- Opening Delimiter -

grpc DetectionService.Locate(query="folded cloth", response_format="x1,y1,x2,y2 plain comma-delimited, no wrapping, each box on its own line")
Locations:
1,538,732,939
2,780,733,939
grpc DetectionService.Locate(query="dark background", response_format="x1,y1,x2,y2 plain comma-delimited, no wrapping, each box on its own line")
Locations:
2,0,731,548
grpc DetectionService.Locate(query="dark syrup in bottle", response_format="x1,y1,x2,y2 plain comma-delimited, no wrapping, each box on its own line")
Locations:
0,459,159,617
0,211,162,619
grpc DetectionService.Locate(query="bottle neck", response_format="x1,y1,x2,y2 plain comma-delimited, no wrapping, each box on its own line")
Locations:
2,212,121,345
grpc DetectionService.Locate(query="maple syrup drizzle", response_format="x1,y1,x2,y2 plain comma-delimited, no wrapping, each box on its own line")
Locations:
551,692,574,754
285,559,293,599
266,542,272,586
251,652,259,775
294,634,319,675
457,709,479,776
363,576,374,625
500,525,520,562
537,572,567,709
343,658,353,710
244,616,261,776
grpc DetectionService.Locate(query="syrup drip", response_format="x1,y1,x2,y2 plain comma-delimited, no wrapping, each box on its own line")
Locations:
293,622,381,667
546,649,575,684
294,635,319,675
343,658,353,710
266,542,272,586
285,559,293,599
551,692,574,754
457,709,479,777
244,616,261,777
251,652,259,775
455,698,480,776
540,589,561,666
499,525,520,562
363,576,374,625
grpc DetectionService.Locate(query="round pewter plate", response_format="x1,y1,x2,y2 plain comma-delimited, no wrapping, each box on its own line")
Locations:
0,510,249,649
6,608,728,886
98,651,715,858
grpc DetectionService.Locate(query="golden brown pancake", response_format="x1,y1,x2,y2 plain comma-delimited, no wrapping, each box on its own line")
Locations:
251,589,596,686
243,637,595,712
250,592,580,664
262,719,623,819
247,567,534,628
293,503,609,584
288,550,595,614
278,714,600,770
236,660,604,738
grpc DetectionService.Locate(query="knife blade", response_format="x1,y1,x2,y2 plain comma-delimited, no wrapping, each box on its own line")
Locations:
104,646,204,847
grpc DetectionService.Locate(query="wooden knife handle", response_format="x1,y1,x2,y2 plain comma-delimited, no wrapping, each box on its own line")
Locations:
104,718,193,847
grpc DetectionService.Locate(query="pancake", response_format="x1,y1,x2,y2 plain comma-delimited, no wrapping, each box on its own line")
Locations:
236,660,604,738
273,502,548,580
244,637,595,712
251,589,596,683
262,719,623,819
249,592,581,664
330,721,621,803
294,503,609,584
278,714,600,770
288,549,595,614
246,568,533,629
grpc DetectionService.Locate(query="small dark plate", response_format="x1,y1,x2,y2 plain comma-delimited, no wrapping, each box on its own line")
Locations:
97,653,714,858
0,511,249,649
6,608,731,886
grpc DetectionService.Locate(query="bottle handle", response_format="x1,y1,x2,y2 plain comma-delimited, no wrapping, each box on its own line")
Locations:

- Closing Delimiter -

Copy each line containing the word "handle" from the data.

grpc DetectionService.Locate(query="wooden knife handle", response_format="x1,y1,x2,y2 plain comma-delimited, no wrapping, each box on its own line")
grpc DetectionService.Locate(query="bottle handle", response_format="x1,y1,x2,y2 plain comma-delimited, no wrapping, each box on its own line")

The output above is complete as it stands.